• **PROBLEM**:
Pick out every line in the data below that contains the string "exhaust" and copy each of those lines unchanged. Matching is case-sensitive.
== == ==
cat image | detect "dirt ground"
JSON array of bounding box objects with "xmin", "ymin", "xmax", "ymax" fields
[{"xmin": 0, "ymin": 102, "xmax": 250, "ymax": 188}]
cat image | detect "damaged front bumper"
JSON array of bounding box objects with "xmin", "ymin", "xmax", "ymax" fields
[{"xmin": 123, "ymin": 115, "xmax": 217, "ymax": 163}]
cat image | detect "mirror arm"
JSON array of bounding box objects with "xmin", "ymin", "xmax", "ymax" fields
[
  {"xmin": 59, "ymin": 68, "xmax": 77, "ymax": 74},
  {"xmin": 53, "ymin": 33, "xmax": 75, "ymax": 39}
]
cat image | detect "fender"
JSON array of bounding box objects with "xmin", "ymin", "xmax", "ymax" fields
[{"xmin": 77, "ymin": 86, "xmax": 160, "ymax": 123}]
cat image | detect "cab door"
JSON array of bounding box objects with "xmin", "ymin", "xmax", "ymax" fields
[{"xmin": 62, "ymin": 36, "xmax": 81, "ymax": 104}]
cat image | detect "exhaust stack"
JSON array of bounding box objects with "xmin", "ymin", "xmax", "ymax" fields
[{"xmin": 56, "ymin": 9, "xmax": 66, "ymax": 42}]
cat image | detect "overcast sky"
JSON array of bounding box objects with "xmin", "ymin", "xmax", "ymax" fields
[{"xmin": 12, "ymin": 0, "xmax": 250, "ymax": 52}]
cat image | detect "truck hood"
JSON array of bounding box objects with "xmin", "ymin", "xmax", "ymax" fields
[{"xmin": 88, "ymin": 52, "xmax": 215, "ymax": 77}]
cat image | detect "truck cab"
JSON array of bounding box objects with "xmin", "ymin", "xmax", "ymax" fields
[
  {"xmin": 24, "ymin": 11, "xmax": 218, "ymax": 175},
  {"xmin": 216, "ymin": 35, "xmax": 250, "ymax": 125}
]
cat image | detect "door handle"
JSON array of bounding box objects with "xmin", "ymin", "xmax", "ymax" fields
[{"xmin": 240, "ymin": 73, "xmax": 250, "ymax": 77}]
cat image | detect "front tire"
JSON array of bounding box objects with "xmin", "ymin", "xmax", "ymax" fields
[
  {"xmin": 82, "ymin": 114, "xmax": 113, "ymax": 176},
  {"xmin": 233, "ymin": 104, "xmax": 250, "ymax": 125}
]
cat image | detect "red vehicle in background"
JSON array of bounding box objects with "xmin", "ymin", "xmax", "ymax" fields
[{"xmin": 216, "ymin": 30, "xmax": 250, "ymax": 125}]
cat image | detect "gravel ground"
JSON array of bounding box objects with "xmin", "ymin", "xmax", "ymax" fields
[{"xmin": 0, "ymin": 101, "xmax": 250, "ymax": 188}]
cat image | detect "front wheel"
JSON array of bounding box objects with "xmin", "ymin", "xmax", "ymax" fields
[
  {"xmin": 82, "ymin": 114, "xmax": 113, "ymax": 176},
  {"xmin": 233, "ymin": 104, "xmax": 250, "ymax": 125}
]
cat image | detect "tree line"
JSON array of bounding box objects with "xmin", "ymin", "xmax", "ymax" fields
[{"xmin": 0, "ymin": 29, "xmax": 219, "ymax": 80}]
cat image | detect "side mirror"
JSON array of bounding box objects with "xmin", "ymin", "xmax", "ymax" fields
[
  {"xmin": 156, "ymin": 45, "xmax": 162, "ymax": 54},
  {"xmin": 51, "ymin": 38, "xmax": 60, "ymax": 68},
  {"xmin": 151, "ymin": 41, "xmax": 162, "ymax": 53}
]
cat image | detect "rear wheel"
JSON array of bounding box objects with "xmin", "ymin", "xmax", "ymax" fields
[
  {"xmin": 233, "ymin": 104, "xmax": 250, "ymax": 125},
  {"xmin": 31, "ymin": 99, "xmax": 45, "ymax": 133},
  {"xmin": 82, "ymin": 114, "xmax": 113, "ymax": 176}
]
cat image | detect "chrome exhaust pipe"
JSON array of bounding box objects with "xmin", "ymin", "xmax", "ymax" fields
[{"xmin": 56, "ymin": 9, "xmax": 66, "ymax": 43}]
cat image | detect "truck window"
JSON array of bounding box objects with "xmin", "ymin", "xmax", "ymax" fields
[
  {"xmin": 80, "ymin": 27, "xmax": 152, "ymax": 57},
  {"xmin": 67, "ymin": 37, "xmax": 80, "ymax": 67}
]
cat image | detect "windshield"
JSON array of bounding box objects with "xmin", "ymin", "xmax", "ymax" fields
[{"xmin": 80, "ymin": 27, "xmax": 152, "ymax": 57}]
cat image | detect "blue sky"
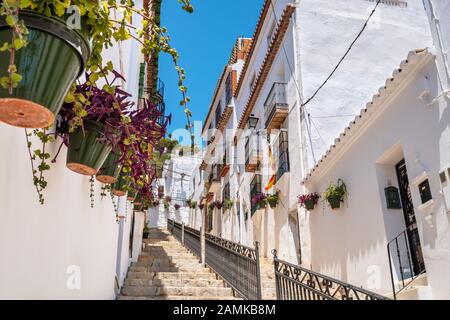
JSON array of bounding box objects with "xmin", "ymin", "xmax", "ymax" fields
[{"xmin": 159, "ymin": 0, "xmax": 263, "ymax": 144}]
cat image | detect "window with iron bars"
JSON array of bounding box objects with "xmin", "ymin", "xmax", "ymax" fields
[
  {"xmin": 222, "ymin": 182, "xmax": 230, "ymax": 201},
  {"xmin": 215, "ymin": 101, "xmax": 222, "ymax": 127},
  {"xmin": 274, "ymin": 129, "xmax": 289, "ymax": 180},
  {"xmin": 225, "ymin": 71, "xmax": 233, "ymax": 105},
  {"xmin": 250, "ymin": 174, "xmax": 262, "ymax": 216}
]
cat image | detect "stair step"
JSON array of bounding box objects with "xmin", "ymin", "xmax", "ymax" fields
[
  {"xmin": 117, "ymin": 295, "xmax": 242, "ymax": 300},
  {"xmin": 127, "ymin": 272, "xmax": 216, "ymax": 280},
  {"xmin": 125, "ymin": 279, "xmax": 224, "ymax": 288},
  {"xmin": 122, "ymin": 285, "xmax": 232, "ymax": 297}
]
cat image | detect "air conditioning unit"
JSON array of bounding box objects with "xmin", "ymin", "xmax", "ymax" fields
[{"xmin": 439, "ymin": 166, "xmax": 450, "ymax": 213}]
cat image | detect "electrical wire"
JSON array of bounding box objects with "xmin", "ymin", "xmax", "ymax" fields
[{"xmin": 300, "ymin": 0, "xmax": 381, "ymax": 107}]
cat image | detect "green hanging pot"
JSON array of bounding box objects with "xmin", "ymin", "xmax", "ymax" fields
[
  {"xmin": 67, "ymin": 121, "xmax": 111, "ymax": 176},
  {"xmin": 127, "ymin": 190, "xmax": 136, "ymax": 201},
  {"xmin": 0, "ymin": 10, "xmax": 91, "ymax": 128},
  {"xmin": 111, "ymin": 174, "xmax": 130, "ymax": 197},
  {"xmin": 305, "ymin": 200, "xmax": 315, "ymax": 210},
  {"xmin": 133, "ymin": 193, "xmax": 142, "ymax": 207},
  {"xmin": 96, "ymin": 151, "xmax": 120, "ymax": 184}
]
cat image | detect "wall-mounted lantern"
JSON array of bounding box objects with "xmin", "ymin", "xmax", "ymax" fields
[
  {"xmin": 384, "ymin": 186, "xmax": 402, "ymax": 209},
  {"xmin": 247, "ymin": 114, "xmax": 259, "ymax": 129}
]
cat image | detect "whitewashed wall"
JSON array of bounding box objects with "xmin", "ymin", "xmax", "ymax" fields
[
  {"xmin": 306, "ymin": 59, "xmax": 450, "ymax": 299},
  {"xmin": 0, "ymin": 124, "xmax": 118, "ymax": 299}
]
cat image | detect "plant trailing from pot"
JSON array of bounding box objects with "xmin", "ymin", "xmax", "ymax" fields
[
  {"xmin": 142, "ymin": 223, "xmax": 150, "ymax": 239},
  {"xmin": 0, "ymin": 0, "xmax": 193, "ymax": 141},
  {"xmin": 323, "ymin": 179, "xmax": 347, "ymax": 210},
  {"xmin": 214, "ymin": 200, "xmax": 223, "ymax": 210},
  {"xmin": 298, "ymin": 192, "xmax": 320, "ymax": 210},
  {"xmin": 266, "ymin": 191, "xmax": 280, "ymax": 209},
  {"xmin": 223, "ymin": 199, "xmax": 234, "ymax": 210},
  {"xmin": 252, "ymin": 193, "xmax": 267, "ymax": 209}
]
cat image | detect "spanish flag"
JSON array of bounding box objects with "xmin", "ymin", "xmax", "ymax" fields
[{"xmin": 264, "ymin": 146, "xmax": 277, "ymax": 191}]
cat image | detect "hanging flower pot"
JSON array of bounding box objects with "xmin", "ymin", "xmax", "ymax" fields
[
  {"xmin": 298, "ymin": 192, "xmax": 320, "ymax": 211},
  {"xmin": 111, "ymin": 174, "xmax": 130, "ymax": 197},
  {"xmin": 133, "ymin": 193, "xmax": 142, "ymax": 207},
  {"xmin": 142, "ymin": 223, "xmax": 150, "ymax": 239},
  {"xmin": 96, "ymin": 151, "xmax": 120, "ymax": 184},
  {"xmin": 324, "ymin": 179, "xmax": 347, "ymax": 210},
  {"xmin": 266, "ymin": 192, "xmax": 280, "ymax": 209},
  {"xmin": 0, "ymin": 10, "xmax": 90, "ymax": 128},
  {"xmin": 67, "ymin": 121, "xmax": 111, "ymax": 176},
  {"xmin": 127, "ymin": 189, "xmax": 136, "ymax": 201},
  {"xmin": 327, "ymin": 196, "xmax": 341, "ymax": 210}
]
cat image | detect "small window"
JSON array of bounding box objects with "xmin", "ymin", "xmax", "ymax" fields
[
  {"xmin": 250, "ymin": 73, "xmax": 256, "ymax": 92},
  {"xmin": 419, "ymin": 179, "xmax": 433, "ymax": 204},
  {"xmin": 439, "ymin": 171, "xmax": 447, "ymax": 184}
]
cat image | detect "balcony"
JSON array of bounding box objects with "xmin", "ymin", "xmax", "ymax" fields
[
  {"xmin": 245, "ymin": 134, "xmax": 262, "ymax": 172},
  {"xmin": 250, "ymin": 174, "xmax": 262, "ymax": 216},
  {"xmin": 216, "ymin": 106, "xmax": 233, "ymax": 131},
  {"xmin": 264, "ymin": 82, "xmax": 289, "ymax": 132},
  {"xmin": 206, "ymin": 164, "xmax": 222, "ymax": 193},
  {"xmin": 220, "ymin": 151, "xmax": 230, "ymax": 178}
]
== == ==
• **THE REPLY**:
cat image | detect "exhaust stack"
cat image | detect "chrome exhaust pipe"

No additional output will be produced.